What the exercise asks ▸
Within the lines below, find those that hold the string "tower" and copy each one.
====
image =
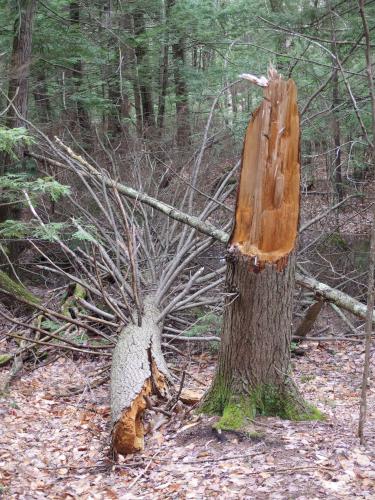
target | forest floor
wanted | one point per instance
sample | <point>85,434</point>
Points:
<point>56,446</point>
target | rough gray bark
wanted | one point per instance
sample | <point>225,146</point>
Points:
<point>138,370</point>
<point>255,347</point>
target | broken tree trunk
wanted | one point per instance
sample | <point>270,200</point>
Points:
<point>138,371</point>
<point>254,361</point>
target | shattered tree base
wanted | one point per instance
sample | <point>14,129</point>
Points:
<point>253,374</point>
<point>138,371</point>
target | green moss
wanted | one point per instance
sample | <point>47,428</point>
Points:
<point>236,416</point>
<point>216,399</point>
<point>75,292</point>
<point>16,289</point>
<point>266,400</point>
<point>5,358</point>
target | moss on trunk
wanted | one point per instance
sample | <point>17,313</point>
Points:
<point>237,411</point>
<point>16,289</point>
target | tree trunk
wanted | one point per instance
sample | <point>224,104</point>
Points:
<point>20,63</point>
<point>336,137</point>
<point>18,94</point>
<point>82,117</point>
<point>143,72</point>
<point>41,97</point>
<point>254,360</point>
<point>138,371</point>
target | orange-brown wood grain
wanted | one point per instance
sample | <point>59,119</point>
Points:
<point>267,210</point>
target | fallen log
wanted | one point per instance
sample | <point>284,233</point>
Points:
<point>341,299</point>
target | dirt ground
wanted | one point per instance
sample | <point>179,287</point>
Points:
<point>54,445</point>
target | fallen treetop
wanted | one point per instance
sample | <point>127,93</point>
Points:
<point>326,292</point>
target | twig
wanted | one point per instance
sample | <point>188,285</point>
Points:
<point>133,483</point>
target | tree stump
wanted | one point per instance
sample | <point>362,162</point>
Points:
<point>253,374</point>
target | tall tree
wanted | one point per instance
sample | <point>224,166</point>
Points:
<point>145,88</point>
<point>254,361</point>
<point>20,63</point>
<point>182,97</point>
<point>18,94</point>
<point>82,117</point>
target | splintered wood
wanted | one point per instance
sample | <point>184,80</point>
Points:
<point>138,371</point>
<point>267,209</point>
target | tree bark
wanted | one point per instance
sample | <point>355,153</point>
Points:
<point>254,361</point>
<point>20,63</point>
<point>144,86</point>
<point>82,117</point>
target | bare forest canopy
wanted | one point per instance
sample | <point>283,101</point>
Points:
<point>163,185</point>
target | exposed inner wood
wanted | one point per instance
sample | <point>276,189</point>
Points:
<point>267,209</point>
<point>138,370</point>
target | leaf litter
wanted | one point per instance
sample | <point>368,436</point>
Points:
<point>55,445</point>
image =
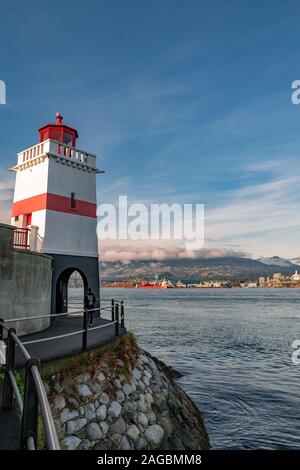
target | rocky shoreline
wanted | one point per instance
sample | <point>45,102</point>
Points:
<point>124,399</point>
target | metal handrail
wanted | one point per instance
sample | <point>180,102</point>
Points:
<point>50,431</point>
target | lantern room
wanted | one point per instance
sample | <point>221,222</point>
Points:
<point>59,132</point>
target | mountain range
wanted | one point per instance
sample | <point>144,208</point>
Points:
<point>226,268</point>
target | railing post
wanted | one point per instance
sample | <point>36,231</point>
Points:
<point>122,316</point>
<point>29,426</point>
<point>117,325</point>
<point>112,310</point>
<point>7,400</point>
<point>85,328</point>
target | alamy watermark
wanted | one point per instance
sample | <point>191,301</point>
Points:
<point>2,92</point>
<point>139,221</point>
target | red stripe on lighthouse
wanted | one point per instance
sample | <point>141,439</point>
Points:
<point>55,203</point>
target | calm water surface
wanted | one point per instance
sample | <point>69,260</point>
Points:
<point>234,348</point>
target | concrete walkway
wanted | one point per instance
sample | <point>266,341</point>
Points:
<point>62,347</point>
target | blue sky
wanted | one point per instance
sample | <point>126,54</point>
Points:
<point>182,102</point>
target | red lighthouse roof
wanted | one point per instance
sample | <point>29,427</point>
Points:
<point>59,131</point>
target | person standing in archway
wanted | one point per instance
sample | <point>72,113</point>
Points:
<point>89,304</point>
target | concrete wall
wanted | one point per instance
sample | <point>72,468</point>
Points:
<point>25,284</point>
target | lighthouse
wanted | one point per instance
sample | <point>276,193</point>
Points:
<point>55,203</point>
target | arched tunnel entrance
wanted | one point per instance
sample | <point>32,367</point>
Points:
<point>71,287</point>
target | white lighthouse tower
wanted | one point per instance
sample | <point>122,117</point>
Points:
<point>55,197</point>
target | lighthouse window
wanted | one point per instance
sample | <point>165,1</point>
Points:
<point>73,200</point>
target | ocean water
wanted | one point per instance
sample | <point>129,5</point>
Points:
<point>234,348</point>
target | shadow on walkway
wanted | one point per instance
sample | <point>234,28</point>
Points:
<point>62,347</point>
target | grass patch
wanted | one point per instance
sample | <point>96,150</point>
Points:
<point>18,377</point>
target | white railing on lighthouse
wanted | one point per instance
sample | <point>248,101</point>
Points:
<point>57,149</point>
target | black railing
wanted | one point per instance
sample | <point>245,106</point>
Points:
<point>21,238</point>
<point>35,396</point>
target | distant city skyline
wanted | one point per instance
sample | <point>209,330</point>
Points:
<point>180,104</point>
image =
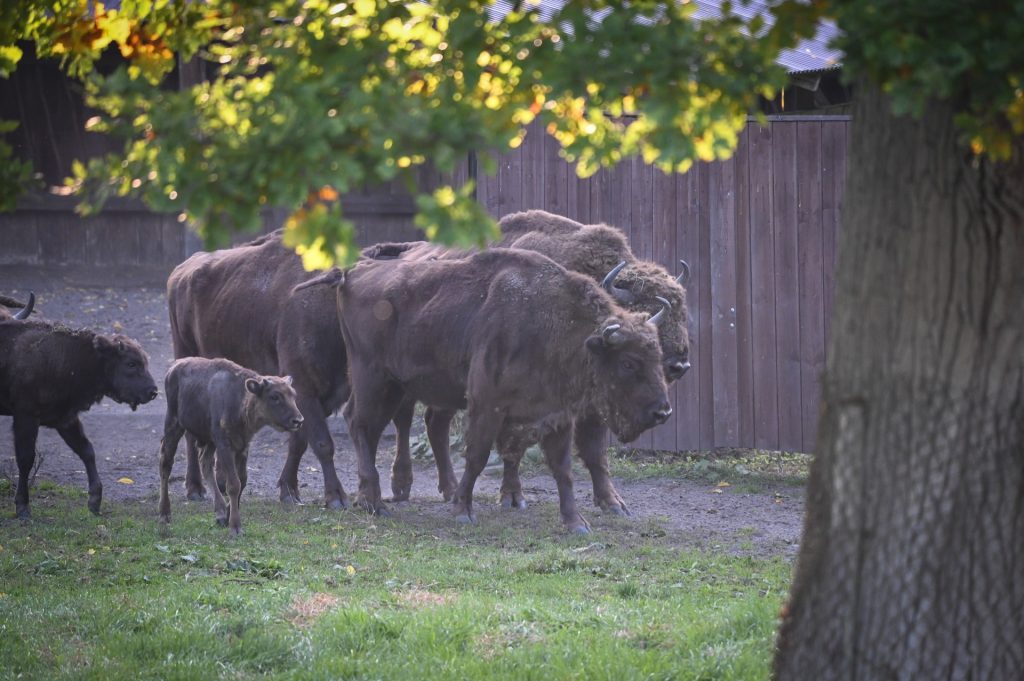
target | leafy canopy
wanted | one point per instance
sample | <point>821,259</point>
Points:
<point>305,100</point>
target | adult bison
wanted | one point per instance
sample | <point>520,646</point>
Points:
<point>511,336</point>
<point>601,253</point>
<point>49,374</point>
<point>238,303</point>
<point>23,313</point>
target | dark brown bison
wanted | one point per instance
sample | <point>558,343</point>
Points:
<point>221,406</point>
<point>49,374</point>
<point>239,304</point>
<point>23,313</point>
<point>601,253</point>
<point>509,335</point>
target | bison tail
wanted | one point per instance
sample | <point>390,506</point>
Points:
<point>27,310</point>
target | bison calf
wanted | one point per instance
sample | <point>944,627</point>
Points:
<point>222,406</point>
<point>49,374</point>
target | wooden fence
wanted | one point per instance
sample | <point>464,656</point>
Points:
<point>759,233</point>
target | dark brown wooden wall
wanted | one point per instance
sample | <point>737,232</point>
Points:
<point>759,233</point>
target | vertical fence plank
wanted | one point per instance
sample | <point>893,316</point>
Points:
<point>763,289</point>
<point>811,281</point>
<point>722,267</point>
<point>744,338</point>
<point>687,247</point>
<point>834,175</point>
<point>707,341</point>
<point>786,285</point>
<point>664,231</point>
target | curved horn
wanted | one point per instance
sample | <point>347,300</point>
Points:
<point>611,335</point>
<point>27,310</point>
<point>622,296</point>
<point>659,314</point>
<point>684,277</point>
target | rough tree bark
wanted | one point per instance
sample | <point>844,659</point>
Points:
<point>912,559</point>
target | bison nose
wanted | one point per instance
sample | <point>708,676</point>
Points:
<point>662,413</point>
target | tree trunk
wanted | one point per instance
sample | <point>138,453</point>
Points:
<point>912,559</point>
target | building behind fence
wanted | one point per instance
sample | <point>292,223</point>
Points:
<point>758,230</point>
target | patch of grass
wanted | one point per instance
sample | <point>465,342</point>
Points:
<point>754,470</point>
<point>306,593</point>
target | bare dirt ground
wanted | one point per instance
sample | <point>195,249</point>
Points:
<point>690,513</point>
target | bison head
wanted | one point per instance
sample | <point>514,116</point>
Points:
<point>643,288</point>
<point>275,401</point>
<point>628,387</point>
<point>126,370</point>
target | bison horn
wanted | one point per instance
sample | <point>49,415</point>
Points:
<point>684,277</point>
<point>611,335</point>
<point>659,314</point>
<point>622,296</point>
<point>27,310</point>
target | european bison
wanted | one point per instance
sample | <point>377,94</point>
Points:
<point>26,308</point>
<point>238,304</point>
<point>49,374</point>
<point>601,253</point>
<point>221,406</point>
<point>509,335</point>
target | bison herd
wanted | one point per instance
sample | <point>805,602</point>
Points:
<point>554,335</point>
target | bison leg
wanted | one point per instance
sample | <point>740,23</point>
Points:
<point>207,457</point>
<point>512,497</point>
<point>401,469</point>
<point>438,427</point>
<point>315,433</point>
<point>592,444</point>
<point>168,448</point>
<point>74,435</point>
<point>227,467</point>
<point>195,492</point>
<point>368,413</point>
<point>481,430</point>
<point>26,431</point>
<point>557,447</point>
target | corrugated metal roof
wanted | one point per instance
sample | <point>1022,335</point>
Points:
<point>813,54</point>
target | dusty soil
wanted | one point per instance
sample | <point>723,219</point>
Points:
<point>689,513</point>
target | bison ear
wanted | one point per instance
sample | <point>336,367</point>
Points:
<point>103,344</point>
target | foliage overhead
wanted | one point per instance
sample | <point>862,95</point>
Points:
<point>307,99</point>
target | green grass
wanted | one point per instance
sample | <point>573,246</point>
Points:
<point>308,594</point>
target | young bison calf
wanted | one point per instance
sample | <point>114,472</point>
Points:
<point>222,406</point>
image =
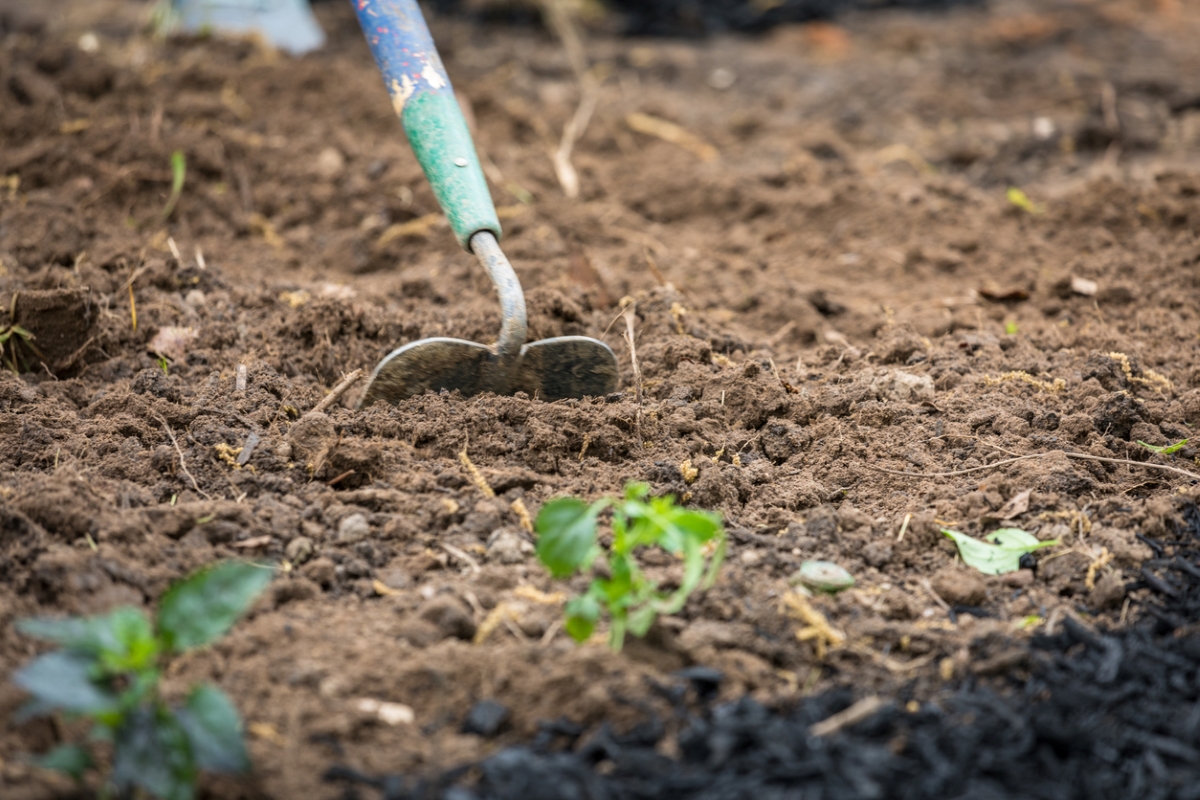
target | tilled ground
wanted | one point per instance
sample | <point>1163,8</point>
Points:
<point>839,292</point>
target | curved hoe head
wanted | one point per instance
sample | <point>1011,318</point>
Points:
<point>565,366</point>
<point>435,365</point>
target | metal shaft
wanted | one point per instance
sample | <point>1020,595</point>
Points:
<point>513,313</point>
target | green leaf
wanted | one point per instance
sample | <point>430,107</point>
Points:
<point>121,641</point>
<point>636,491</point>
<point>214,729</point>
<point>151,751</point>
<point>63,680</point>
<point>1003,555</point>
<point>69,759</point>
<point>1013,537</point>
<point>567,534</point>
<point>582,614</point>
<point>1165,450</point>
<point>207,603</point>
<point>641,620</point>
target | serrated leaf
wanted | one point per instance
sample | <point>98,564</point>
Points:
<point>214,729</point>
<point>151,751</point>
<point>69,759</point>
<point>997,558</point>
<point>205,605</point>
<point>113,632</point>
<point>567,534</point>
<point>582,614</point>
<point>63,680</point>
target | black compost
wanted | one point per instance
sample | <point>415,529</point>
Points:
<point>1103,714</point>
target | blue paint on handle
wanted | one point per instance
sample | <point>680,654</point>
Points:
<point>403,48</point>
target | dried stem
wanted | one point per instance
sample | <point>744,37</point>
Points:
<point>633,356</point>
<point>336,392</point>
<point>562,22</point>
<point>183,464</point>
<point>1011,461</point>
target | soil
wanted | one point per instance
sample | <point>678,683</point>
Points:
<point>847,290</point>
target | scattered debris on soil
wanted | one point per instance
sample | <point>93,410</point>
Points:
<point>1080,714</point>
<point>849,338</point>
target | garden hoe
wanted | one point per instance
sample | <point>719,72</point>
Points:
<point>565,366</point>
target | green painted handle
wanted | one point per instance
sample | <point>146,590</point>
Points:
<point>438,134</point>
<point>421,95</point>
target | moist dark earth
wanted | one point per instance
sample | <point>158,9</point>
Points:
<point>831,282</point>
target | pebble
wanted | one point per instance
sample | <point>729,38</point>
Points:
<point>353,529</point>
<point>299,549</point>
<point>507,546</point>
<point>390,713</point>
<point>485,719</point>
<point>822,576</point>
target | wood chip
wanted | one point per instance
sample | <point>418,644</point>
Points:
<point>1084,287</point>
<point>861,710</point>
<point>672,133</point>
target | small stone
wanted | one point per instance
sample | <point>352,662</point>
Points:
<point>507,546</point>
<point>353,529</point>
<point>395,578</point>
<point>299,549</point>
<point>904,388</point>
<point>822,576</point>
<point>485,719</point>
<point>322,571</point>
<point>389,713</point>
<point>451,618</point>
<point>959,587</point>
<point>330,163</point>
<point>877,554</point>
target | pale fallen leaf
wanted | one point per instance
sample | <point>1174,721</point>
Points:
<point>256,541</point>
<point>265,731</point>
<point>1084,287</point>
<point>418,228</point>
<point>390,713</point>
<point>173,342</point>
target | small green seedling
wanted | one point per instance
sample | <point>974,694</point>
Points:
<point>1001,552</point>
<point>108,672</point>
<point>568,545</point>
<point>178,174</point>
<point>1165,450</point>
<point>11,335</point>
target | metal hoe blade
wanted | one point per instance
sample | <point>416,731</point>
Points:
<point>556,368</point>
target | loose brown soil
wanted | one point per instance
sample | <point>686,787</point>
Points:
<point>845,289</point>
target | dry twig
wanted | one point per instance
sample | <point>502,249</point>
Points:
<point>183,464</point>
<point>562,22</point>
<point>1011,461</point>
<point>336,392</point>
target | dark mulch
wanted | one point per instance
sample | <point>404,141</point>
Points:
<point>1103,715</point>
<point>699,17</point>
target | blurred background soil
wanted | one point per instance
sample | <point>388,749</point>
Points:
<point>829,272</point>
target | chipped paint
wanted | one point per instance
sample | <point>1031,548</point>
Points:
<point>401,90</point>
<point>433,77</point>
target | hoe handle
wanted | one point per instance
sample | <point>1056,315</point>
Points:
<point>423,97</point>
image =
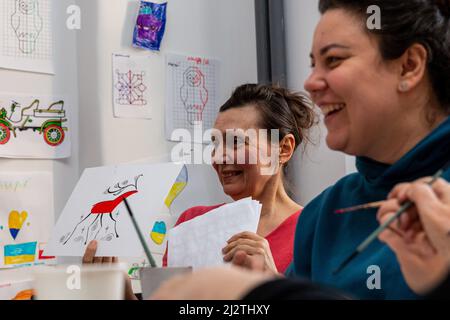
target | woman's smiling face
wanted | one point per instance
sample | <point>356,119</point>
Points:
<point>355,89</point>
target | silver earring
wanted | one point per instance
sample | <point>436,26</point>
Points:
<point>403,87</point>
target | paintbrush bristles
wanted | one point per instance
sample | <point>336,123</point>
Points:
<point>361,207</point>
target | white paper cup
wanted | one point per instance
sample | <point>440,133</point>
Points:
<point>152,278</point>
<point>85,282</point>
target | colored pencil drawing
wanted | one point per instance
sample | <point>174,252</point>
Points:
<point>92,224</point>
<point>193,93</point>
<point>27,24</point>
<point>16,221</point>
<point>158,233</point>
<point>130,88</point>
<point>45,121</point>
<point>15,254</point>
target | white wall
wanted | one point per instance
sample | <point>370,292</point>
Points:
<point>64,82</point>
<point>212,28</point>
<point>319,167</point>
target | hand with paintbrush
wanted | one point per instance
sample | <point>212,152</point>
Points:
<point>421,236</point>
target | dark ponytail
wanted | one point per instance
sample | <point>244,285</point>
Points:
<point>289,112</point>
<point>404,23</point>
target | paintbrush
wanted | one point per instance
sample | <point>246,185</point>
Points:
<point>141,238</point>
<point>406,206</point>
<point>361,207</point>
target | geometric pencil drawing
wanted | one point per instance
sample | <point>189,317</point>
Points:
<point>193,94</point>
<point>27,24</point>
<point>130,88</point>
<point>92,225</point>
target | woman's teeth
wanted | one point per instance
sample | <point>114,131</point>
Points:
<point>329,108</point>
<point>230,174</point>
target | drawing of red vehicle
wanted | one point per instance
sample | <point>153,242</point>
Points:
<point>48,122</point>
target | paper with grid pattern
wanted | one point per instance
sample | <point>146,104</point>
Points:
<point>191,93</point>
<point>26,35</point>
<point>132,88</point>
<point>198,242</point>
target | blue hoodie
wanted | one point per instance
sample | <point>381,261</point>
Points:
<point>324,239</point>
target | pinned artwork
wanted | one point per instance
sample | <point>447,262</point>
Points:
<point>26,217</point>
<point>134,88</point>
<point>16,221</point>
<point>16,254</point>
<point>26,33</point>
<point>159,232</point>
<point>17,290</point>
<point>150,25</point>
<point>191,95</point>
<point>95,210</point>
<point>34,127</point>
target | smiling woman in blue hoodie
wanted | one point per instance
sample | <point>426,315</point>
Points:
<point>385,99</point>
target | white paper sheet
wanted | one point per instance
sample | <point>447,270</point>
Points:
<point>26,217</point>
<point>134,85</point>
<point>26,35</point>
<point>95,209</point>
<point>192,88</point>
<point>34,127</point>
<point>199,242</point>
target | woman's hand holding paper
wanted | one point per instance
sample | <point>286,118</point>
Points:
<point>250,251</point>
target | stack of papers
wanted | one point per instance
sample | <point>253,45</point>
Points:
<point>199,242</point>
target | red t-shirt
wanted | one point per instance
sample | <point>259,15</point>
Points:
<point>281,240</point>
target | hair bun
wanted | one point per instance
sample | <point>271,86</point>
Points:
<point>444,7</point>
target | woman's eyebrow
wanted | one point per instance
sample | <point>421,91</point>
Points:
<point>327,48</point>
<point>332,46</point>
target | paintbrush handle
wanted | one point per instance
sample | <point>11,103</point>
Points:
<point>407,205</point>
<point>141,237</point>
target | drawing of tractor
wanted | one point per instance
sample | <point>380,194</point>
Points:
<point>48,122</point>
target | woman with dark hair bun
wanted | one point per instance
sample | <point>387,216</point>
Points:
<point>384,94</point>
<point>259,107</point>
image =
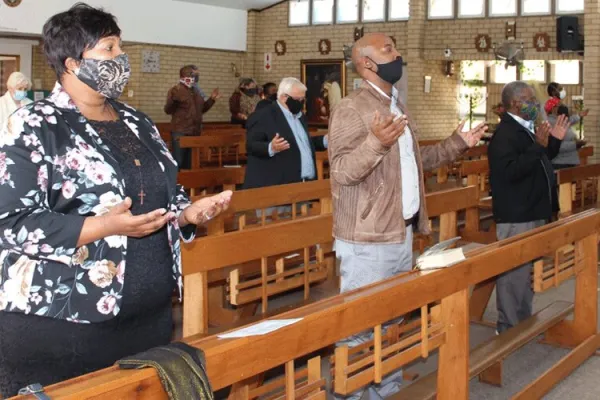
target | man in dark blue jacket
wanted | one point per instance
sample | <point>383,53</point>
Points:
<point>523,189</point>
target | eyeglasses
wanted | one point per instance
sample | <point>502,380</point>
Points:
<point>296,98</point>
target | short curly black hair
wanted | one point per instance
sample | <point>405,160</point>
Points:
<point>70,33</point>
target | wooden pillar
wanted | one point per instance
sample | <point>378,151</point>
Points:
<point>453,370</point>
<point>565,198</point>
<point>195,304</point>
<point>585,320</point>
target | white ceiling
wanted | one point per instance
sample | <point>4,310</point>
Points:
<point>239,4</point>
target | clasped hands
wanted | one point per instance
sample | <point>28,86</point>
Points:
<point>545,130</point>
<point>389,129</point>
<point>120,221</point>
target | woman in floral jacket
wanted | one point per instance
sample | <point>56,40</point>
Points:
<point>90,217</point>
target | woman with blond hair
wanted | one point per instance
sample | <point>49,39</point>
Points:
<point>16,95</point>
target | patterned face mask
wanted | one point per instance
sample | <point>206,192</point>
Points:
<point>530,110</point>
<point>188,81</point>
<point>107,77</point>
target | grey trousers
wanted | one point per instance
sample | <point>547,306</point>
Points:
<point>514,294</point>
<point>361,265</point>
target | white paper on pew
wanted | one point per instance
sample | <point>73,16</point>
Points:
<point>262,328</point>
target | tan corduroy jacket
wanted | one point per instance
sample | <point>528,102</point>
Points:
<point>366,182</point>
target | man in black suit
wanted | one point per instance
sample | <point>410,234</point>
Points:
<point>523,189</point>
<point>280,149</point>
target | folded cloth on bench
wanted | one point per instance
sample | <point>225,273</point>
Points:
<point>180,368</point>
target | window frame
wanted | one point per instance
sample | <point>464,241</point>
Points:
<point>453,16</point>
<point>492,74</point>
<point>309,20</point>
<point>546,72</point>
<point>489,11</point>
<point>389,11</point>
<point>312,14</point>
<point>558,12</point>
<point>358,12</point>
<point>459,16</point>
<point>362,12</point>
<point>387,6</point>
<point>550,10</point>
<point>551,77</point>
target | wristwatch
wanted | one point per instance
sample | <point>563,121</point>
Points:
<point>36,390</point>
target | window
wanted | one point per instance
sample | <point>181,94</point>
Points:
<point>565,72</point>
<point>569,6</point>
<point>503,8</point>
<point>373,10</point>
<point>299,11</point>
<point>441,9</point>
<point>399,10</point>
<point>322,11</point>
<point>472,70</point>
<point>535,7</point>
<point>500,74</point>
<point>533,71</point>
<point>347,11</point>
<point>472,105</point>
<point>471,8</point>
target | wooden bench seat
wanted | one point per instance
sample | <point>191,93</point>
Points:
<point>485,360</point>
<point>489,355</point>
<point>321,324</point>
<point>211,180</point>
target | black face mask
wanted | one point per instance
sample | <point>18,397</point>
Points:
<point>294,105</point>
<point>390,72</point>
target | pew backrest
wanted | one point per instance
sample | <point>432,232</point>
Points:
<point>323,323</point>
<point>209,180</point>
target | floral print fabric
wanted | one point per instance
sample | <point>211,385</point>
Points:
<point>55,171</point>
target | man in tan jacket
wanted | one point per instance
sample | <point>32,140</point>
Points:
<point>376,177</point>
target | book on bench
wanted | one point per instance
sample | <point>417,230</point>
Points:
<point>440,256</point>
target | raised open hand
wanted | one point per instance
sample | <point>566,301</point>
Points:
<point>387,129</point>
<point>473,136</point>
<point>205,209</point>
<point>560,127</point>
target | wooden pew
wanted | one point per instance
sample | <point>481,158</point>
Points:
<point>229,286</point>
<point>211,180</point>
<point>585,153</point>
<point>243,287</point>
<point>245,202</point>
<point>231,361</point>
<point>201,257</point>
<point>453,169</point>
<point>215,150</point>
<point>578,188</point>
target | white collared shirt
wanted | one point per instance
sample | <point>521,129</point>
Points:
<point>525,124</point>
<point>408,162</point>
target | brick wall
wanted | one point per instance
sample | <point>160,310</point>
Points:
<point>150,89</point>
<point>302,42</point>
<point>460,34</point>
<point>421,42</point>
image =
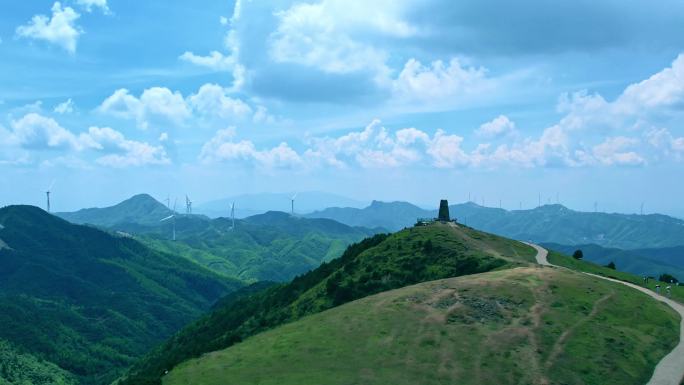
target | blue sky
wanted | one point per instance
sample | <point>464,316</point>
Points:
<point>409,100</point>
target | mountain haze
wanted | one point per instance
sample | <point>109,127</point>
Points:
<point>273,246</point>
<point>377,264</point>
<point>545,224</point>
<point>90,302</point>
<point>253,204</point>
<point>139,209</point>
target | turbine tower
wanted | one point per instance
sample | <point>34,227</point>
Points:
<point>188,205</point>
<point>232,215</point>
<point>173,218</point>
<point>47,193</point>
<point>292,202</point>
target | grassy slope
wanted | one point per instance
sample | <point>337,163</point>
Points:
<point>518,326</point>
<point>571,263</point>
<point>632,261</point>
<point>90,302</point>
<point>372,266</point>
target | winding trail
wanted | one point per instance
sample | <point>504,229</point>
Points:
====
Answer to this problem ▸
target | white lighthouse tower
target | turbine tower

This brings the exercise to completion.